**Exercise directions**
Copy the data below, swapping every "Target" for "Object" and leaving all else unchanged.

•••

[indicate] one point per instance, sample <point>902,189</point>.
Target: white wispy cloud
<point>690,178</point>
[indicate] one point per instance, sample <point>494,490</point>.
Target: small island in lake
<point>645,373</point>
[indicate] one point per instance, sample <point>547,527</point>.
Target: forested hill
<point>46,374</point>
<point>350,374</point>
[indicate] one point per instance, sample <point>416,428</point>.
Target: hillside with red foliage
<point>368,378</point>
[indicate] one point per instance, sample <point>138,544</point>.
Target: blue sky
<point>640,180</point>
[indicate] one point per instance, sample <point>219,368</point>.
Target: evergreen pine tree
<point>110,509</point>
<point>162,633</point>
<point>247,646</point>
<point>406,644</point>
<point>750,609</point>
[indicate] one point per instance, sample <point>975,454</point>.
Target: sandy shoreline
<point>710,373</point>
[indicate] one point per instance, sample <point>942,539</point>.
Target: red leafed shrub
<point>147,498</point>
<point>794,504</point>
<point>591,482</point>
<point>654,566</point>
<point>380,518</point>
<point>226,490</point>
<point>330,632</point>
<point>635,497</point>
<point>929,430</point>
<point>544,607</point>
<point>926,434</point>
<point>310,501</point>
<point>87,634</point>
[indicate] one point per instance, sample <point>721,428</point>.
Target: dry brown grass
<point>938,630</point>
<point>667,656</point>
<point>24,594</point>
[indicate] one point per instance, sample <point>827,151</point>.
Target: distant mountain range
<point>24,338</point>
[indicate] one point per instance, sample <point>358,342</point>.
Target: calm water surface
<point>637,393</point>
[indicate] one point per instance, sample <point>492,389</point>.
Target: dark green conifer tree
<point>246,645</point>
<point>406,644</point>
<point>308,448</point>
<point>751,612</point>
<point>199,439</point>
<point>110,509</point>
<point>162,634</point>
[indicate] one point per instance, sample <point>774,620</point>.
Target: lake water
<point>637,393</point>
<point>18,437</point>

•••

**Problem solution**
[indicate] one point per instance, sample <point>902,189</point>.
Object: white wispy cloud
<point>690,178</point>
[indicate] one point per instance, sample <point>494,490</point>.
Object: small island in lake
<point>645,373</point>
[indicate] one point per instance, sample <point>547,527</point>.
Object: forested hill
<point>46,374</point>
<point>350,374</point>
[indicate] one point per instance, sample <point>416,428</point>.
Object: hillside with red foliage
<point>368,378</point>
[indicate] one point per instance, sample <point>138,544</point>.
Object: blue sky
<point>640,180</point>
[indicate] one point per instance, sample <point>219,368</point>.
Object: evergreen pine tree
<point>110,509</point>
<point>162,633</point>
<point>247,646</point>
<point>406,644</point>
<point>750,609</point>
[indicate] one point per instance, sample <point>975,454</point>.
Object: sandy shoreline
<point>710,373</point>
[indicate] one point per instance, sample <point>942,539</point>.
Object: red leafed shrub
<point>147,498</point>
<point>794,504</point>
<point>591,482</point>
<point>654,566</point>
<point>380,518</point>
<point>226,490</point>
<point>330,632</point>
<point>635,497</point>
<point>929,430</point>
<point>544,607</point>
<point>926,434</point>
<point>310,501</point>
<point>87,634</point>
[indicate] one point per instance, sample <point>721,428</point>.
Object: dry brown grass
<point>938,630</point>
<point>667,656</point>
<point>24,594</point>
[indicate] one point per instance, sample <point>827,151</point>.
Object: distant mountain range
<point>24,338</point>
[indicate] one point per instance, sample <point>358,342</point>.
Object: calm water surface
<point>637,393</point>
[indicate] one point per instance, sample <point>492,389</point>.
Object: dark green conifer tree
<point>246,645</point>
<point>406,644</point>
<point>308,448</point>
<point>751,612</point>
<point>199,439</point>
<point>110,509</point>
<point>162,634</point>
[indicate] one point per instance, sample <point>774,620</point>.
Object: lake water
<point>637,393</point>
<point>18,437</point>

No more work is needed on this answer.